**GIVEN ENTRIES:**
-- -- --

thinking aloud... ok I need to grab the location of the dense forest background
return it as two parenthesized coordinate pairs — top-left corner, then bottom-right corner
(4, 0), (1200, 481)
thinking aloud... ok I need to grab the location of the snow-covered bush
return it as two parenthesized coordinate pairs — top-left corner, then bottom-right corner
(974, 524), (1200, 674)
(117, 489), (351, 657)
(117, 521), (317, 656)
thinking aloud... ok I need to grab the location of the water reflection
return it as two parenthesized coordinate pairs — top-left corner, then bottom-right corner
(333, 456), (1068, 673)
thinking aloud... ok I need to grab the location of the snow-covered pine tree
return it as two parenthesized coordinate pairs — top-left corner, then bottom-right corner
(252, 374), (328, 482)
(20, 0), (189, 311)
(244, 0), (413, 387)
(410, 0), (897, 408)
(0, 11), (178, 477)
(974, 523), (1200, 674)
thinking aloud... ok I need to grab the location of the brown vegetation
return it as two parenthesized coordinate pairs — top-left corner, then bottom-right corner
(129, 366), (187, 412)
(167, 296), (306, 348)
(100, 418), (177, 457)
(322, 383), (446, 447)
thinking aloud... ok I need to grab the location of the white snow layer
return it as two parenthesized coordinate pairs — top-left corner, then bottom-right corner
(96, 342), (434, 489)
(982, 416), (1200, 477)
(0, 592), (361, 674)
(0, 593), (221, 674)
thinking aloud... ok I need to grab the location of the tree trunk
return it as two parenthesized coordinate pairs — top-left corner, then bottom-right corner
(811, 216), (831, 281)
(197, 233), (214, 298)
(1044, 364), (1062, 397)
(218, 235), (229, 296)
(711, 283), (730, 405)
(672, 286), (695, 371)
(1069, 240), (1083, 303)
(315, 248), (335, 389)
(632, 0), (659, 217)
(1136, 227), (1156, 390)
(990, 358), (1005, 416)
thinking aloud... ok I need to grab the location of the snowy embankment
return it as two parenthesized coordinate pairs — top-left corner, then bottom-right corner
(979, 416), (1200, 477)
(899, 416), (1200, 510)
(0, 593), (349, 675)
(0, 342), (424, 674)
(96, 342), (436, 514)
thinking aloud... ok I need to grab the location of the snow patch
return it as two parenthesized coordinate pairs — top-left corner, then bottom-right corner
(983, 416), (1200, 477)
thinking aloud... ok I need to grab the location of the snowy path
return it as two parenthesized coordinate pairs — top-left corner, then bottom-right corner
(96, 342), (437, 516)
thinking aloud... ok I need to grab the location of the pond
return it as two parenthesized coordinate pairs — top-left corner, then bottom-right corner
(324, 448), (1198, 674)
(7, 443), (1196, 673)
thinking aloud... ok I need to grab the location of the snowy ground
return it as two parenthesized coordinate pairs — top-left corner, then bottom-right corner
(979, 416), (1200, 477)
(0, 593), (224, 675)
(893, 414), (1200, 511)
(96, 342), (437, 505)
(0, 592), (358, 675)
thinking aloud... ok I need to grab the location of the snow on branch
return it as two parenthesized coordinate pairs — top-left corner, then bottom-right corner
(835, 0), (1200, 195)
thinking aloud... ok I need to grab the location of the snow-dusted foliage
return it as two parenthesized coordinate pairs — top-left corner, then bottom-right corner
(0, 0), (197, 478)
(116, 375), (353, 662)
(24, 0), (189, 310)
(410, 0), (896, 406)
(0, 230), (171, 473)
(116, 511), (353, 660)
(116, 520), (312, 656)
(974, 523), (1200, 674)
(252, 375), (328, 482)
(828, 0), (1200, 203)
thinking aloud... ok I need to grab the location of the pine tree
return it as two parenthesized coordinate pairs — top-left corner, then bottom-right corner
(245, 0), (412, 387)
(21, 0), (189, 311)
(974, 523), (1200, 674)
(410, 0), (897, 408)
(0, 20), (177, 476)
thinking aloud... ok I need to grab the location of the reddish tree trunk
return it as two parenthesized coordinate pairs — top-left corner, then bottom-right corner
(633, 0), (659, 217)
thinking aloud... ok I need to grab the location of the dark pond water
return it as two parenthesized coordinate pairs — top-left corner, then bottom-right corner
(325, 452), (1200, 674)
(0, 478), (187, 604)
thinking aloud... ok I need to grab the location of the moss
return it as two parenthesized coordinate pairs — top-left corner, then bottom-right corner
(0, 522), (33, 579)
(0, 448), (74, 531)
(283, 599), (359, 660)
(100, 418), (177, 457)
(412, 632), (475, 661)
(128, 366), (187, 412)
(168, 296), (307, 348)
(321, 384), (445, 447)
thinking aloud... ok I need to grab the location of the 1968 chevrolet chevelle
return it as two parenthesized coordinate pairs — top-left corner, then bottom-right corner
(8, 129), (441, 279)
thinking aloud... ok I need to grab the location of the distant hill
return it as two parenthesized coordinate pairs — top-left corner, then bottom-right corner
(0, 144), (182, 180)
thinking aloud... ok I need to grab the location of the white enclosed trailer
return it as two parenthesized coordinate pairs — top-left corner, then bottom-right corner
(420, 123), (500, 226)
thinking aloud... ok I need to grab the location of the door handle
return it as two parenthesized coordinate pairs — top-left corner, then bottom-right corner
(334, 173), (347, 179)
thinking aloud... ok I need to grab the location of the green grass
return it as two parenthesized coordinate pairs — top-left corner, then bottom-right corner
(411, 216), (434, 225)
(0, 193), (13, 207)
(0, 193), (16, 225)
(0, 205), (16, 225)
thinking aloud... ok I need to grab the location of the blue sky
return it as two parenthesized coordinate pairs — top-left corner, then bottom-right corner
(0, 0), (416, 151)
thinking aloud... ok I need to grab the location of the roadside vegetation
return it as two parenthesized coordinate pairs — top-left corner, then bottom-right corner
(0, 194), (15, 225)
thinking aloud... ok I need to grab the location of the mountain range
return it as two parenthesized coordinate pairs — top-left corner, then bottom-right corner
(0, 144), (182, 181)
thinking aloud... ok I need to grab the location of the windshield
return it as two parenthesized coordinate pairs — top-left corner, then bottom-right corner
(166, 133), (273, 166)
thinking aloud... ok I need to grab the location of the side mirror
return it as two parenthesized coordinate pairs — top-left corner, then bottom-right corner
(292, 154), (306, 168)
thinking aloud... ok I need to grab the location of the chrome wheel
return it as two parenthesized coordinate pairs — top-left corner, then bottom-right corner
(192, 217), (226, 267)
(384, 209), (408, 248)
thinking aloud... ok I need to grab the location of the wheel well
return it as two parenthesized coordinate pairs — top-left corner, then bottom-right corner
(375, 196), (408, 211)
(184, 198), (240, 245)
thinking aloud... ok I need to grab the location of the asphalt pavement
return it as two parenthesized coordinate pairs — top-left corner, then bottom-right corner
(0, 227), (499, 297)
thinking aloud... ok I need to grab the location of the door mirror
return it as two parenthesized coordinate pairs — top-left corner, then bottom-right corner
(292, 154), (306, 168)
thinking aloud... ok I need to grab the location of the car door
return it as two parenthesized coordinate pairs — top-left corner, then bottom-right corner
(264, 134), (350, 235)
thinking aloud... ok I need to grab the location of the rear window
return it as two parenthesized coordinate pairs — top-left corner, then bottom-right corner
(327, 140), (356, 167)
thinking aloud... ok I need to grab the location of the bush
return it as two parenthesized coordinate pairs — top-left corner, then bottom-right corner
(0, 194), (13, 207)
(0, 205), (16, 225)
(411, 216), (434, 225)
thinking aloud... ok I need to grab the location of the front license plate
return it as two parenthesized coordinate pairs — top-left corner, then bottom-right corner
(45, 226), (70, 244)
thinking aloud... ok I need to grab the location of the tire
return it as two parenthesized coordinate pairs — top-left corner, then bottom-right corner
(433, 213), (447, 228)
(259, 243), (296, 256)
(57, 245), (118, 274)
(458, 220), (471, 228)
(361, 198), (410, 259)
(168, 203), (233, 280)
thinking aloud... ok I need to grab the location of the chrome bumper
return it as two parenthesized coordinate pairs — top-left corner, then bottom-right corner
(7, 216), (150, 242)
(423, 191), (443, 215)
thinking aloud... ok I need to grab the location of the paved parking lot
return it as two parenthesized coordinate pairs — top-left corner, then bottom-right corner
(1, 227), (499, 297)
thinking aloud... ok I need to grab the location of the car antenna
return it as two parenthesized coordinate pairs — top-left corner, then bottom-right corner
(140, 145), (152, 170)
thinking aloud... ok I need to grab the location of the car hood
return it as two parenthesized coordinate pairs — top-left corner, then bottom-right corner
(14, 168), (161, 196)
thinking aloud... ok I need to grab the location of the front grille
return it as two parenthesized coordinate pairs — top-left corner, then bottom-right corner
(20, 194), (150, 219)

-- -- --

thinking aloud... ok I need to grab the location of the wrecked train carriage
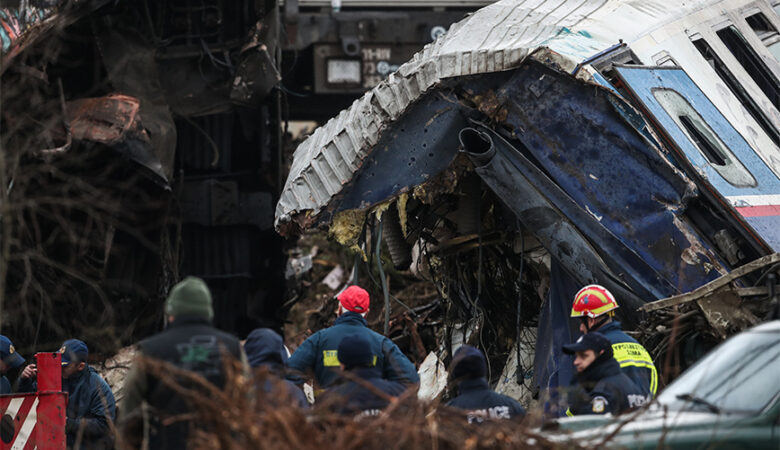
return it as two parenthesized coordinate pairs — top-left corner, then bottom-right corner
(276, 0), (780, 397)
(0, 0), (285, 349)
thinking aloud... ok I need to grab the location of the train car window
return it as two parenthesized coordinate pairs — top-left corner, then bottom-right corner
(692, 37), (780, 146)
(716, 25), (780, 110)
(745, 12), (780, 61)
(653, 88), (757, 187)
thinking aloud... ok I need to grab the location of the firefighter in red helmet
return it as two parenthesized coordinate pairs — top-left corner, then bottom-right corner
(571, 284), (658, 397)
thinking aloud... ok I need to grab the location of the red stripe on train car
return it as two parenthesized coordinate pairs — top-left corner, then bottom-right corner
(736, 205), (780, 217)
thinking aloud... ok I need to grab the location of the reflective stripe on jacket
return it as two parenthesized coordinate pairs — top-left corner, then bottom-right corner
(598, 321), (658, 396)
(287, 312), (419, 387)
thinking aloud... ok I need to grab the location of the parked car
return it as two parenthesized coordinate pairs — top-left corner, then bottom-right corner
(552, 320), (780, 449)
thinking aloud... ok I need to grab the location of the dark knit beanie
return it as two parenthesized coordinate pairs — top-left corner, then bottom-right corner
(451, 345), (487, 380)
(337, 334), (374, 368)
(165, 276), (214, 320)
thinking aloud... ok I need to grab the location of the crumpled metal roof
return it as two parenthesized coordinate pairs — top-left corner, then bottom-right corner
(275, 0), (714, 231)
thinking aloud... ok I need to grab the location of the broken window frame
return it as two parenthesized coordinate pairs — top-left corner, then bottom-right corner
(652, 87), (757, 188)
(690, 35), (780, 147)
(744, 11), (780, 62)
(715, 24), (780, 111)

-- -- --

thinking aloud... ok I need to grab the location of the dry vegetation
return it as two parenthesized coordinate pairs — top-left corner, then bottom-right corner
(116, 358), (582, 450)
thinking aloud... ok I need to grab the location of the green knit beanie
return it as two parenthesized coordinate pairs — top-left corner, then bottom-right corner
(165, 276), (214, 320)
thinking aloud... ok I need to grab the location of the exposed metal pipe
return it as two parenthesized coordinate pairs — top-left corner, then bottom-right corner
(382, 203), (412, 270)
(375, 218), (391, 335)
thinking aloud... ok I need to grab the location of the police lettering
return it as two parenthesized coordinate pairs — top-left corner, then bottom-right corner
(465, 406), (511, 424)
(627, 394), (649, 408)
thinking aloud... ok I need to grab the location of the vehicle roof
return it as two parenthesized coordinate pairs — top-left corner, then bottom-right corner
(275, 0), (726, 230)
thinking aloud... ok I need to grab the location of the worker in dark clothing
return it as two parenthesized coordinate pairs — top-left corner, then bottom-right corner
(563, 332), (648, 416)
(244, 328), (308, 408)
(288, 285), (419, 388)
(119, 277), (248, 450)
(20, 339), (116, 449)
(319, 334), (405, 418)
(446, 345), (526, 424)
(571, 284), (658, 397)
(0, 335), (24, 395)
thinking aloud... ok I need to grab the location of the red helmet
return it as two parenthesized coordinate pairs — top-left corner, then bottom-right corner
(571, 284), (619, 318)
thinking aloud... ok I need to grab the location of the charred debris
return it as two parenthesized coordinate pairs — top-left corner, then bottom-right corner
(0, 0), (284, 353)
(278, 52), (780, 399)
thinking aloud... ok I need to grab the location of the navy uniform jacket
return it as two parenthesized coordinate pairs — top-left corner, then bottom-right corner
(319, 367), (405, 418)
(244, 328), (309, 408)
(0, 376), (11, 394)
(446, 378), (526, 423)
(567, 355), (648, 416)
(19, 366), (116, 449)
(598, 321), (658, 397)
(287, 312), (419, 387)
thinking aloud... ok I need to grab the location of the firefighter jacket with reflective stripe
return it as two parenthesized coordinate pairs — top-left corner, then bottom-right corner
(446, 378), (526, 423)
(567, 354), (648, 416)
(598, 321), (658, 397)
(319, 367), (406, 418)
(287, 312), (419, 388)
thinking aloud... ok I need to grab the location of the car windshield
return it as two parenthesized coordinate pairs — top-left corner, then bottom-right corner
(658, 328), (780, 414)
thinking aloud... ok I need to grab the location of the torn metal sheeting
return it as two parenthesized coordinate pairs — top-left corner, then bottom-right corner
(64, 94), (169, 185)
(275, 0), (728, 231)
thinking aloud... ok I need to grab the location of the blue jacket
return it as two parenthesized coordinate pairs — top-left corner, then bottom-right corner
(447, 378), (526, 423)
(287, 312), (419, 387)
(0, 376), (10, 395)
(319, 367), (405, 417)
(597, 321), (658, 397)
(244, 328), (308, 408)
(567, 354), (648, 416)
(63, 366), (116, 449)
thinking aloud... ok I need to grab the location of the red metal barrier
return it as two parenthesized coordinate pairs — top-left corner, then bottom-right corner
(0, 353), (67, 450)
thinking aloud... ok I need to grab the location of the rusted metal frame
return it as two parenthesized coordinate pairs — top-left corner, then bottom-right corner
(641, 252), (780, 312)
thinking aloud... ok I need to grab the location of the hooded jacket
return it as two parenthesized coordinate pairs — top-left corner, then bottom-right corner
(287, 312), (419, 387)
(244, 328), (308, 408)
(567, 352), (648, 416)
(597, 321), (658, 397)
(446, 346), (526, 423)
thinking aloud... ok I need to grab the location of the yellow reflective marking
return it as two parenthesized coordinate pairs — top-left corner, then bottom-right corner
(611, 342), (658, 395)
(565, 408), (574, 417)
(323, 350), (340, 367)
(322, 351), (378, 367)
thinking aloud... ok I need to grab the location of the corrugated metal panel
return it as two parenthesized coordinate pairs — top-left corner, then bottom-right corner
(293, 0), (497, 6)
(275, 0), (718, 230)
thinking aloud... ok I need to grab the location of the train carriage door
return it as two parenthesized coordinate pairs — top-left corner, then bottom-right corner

-- -- --

**EXERCISE:** From the preceding records, count the lines where "reflective" occurs and reply with the number only.

**PROBLEM SOLUTION:** 3